Items from a data source:
........

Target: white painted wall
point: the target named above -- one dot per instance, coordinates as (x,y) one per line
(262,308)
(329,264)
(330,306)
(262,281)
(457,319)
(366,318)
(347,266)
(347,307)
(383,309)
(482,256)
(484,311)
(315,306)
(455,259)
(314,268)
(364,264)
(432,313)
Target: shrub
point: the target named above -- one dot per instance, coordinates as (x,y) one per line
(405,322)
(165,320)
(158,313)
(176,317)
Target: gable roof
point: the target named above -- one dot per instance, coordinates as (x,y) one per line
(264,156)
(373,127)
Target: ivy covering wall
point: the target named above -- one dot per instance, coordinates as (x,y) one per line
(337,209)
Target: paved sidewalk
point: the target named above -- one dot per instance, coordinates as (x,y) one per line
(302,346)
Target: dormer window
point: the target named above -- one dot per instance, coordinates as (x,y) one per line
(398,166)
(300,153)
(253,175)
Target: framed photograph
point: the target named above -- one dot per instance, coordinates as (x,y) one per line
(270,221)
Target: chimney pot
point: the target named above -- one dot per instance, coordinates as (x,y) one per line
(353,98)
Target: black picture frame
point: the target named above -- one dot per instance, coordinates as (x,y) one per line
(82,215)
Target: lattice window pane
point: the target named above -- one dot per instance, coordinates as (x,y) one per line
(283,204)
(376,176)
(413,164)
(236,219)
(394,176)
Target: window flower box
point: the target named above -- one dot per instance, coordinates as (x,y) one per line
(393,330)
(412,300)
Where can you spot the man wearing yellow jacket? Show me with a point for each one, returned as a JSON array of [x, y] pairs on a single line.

........

## PROMPT
Each of the records above is to be copied exactly.

## ANSWER SECTION
Target: white painted wall
point: the target named above -- one dot per instance, coordinates as (x,y) one per line
(262,308)
(329,264)
(330,306)
(262,281)
(457,319)
(366,318)
(347,266)
(347,307)
(383,309)
(482,256)
(484,311)
(315,306)
(455,259)
(314,268)
(364,264)
(432,313)
Target: shrub
point: the target named above -- one dot per instance, coordinates as (x,y) one per line
(405,322)
(165,320)
(158,313)
(176,317)
Target: gable roof
point: the target named above -- one dot per instance, coordinates as (x,y) one per line
(264,156)
(373,127)
Target: ivy covering wall
point: the target named above -- one dot per instance, coordinates as (x,y) one per line
(337,209)
Target: paved sidewalk
point: the target named above -- one dot per instance, coordinates as (x,y) one per line
(302,346)
Target: dormer window
point: the target named above -- one dot per instance, coordinates as (x,y) one per line
(398,166)
(300,153)
(253,175)
Target: framed photograph
point: the target named above -- one dot per instance, coordinates as (x,y) one per line
(270,221)
Target: chimney pot
point: the target named above -- one dot per instance, coordinates as (x,y) one per line
(353,98)
Target: black picture frame
point: the target named above -- one dot per instance, coordinates as (x,y) one per line
(82,215)
Target: lattice window pane
point: the target named above -- one dot per instance, coordinates as (x,y) one per line
(283,204)
(376,176)
(413,164)
(236,219)
(394,176)
Target: window flower box
point: the target named above -- one dot per instance, coordinates as (x,y) one per line
(393,330)
(412,300)
Where can you spot the man wearing yellow jacket? Show me with a point for each one, returned as a JSON array of [x, y] pairs on a single line.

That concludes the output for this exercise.